# Text extract

US4757325AExpiredUtility
Method for designing sector beam antennas
Est. expiryNov 19, 2004(expired)· nominal 20-yr term from priority
H01Q 19/13H01Q 13/025
36
PatentIndex Score
10
Cited by
7
References
10
Claims
Abstract
An improved method for designing sector beam antennas. The method is used to provide a sector beam antenna having a feed horn with a cross sectional azimuth dimension and a cross sectional elevational dimension which are optimized to irradiate a reflector to transmit a signal over a coverage area such that the gain-area-product of the transmitted signal is maximized.
Claims
exact text as granted — not AI-modifiedWhat is claimed is:
1. An improved method for designing a sector beam antenna to maximize the gain-area-product thereof, said sector beam antenna having a feed horn with a cross sectional azimuth dimension d A and a cross sectional elevational dimension d E which irradiates a reflector having a cross sectional diameter D, said sector beam antenna effective to transmit a signal having a fundamental frequency f of wavelength L over a coverage area A from a known distance such that the desired azimuth beamwidth for the coverage area is B A and the desired elevation beamwidth for the coverage area is B E , said improved method including the steps of: (a) dividing the reflector diameter D by the wavelength L to obtain a ratio D/L; (b) multiplying the azimuth beamwidth B A by the ratio D/L to obtain a first product equal to B A D/L; (c) multiplying the elevation beamwidth B E by the ratio D/L to obtain a second product equal to B E D/L; (d) ascertaining the value of a first index K A from said first product, which is proportional to the primary energy distribution of the feed horn in azimuth and provides a measure of the extent to which sidelobes of the signal, radiated in azimuth as part of the primary pattern from the feed horn, irradiate the reflector as a function of an angle O A between a first line from the center of the feed horn to the center of the reflector and a second line from the center of the feed horn to the edge of the reflector in the azimuth direction; (e) ascertaining the value of a second index K E from said second product, which is proportional to the primary energy distribution of the feed horn in elevation and provides a measure of the extent to which sidelobes of the signal, radiated in elevation as part of the primary pattern from the feed horn, irradiate the reflector as a function of a second angle O E between said line from the center of the feed horn to the center of the reflector and a third line from the center of the feed horn to an edge of the reflector in the elevation direction; (f) determining the azimuth dimension d A of the feed horn from the value of the index K A which provides a first gain-line-product of the feed horn radiation pattern in azimuth; and (g) determining the elevational dimension d E of the feed horn from the value of the index K E which provides a second gain-line-product of the feed horn aperture radiation pattern in elevation.
2. The improved method for designing a sector beam antenna of claim 1 including the step of creating a graph of the index K A as a function of said first product over a range of values of said first product prior to the step (d) of ascertaining the value of a first index K A from said first product.
3. The improved method for designing a sector beam antenna of claim 2 wherein said step (d) of ascertaining the value of a first index K A from said first product includes the step of reading the value of K A from said graph corresponding to the value of said first product.
4. The improved method for designing a sector beam antenna of claim 1 including the step of creating a graph of the index K E as a function of said second product over a range of values of said second product prior to the step (e) of ascertaining the value of a second index K E from said second product.
5. The improved method for designing a sector beam antenna of claim 4 wherein said step (e) of ascertaining the value of a second index K E from said second product includes the step of reading the value of K E from said graph corresponding to the value of said first product.

# Information provided
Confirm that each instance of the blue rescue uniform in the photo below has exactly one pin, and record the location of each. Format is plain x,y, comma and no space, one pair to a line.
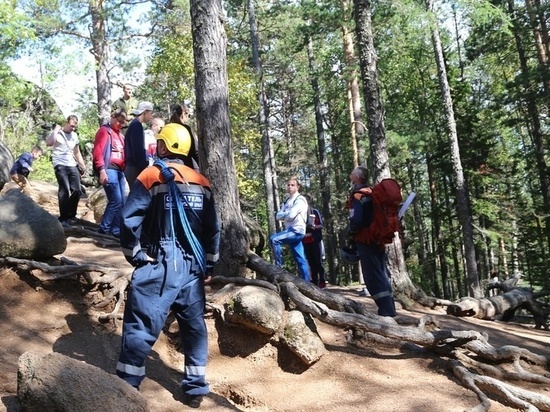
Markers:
151,226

# Problem set
1: In step (a) of claim 1 of the patent text, what quantity is divided by the wavelength L?
2: Print the patent text from "4. The improved" up to and including "said second product.".
Rely only on the patent text.

# Solutions per task
1: The reflector diameter D.

2:
4. The improved method for designing a sector beam antenna of claim 1 including the step of creating a graph of the index K E as a function of said second product over a range of values of said second product prior to the step (e) of ascertaining the value of a second index K E from said second product.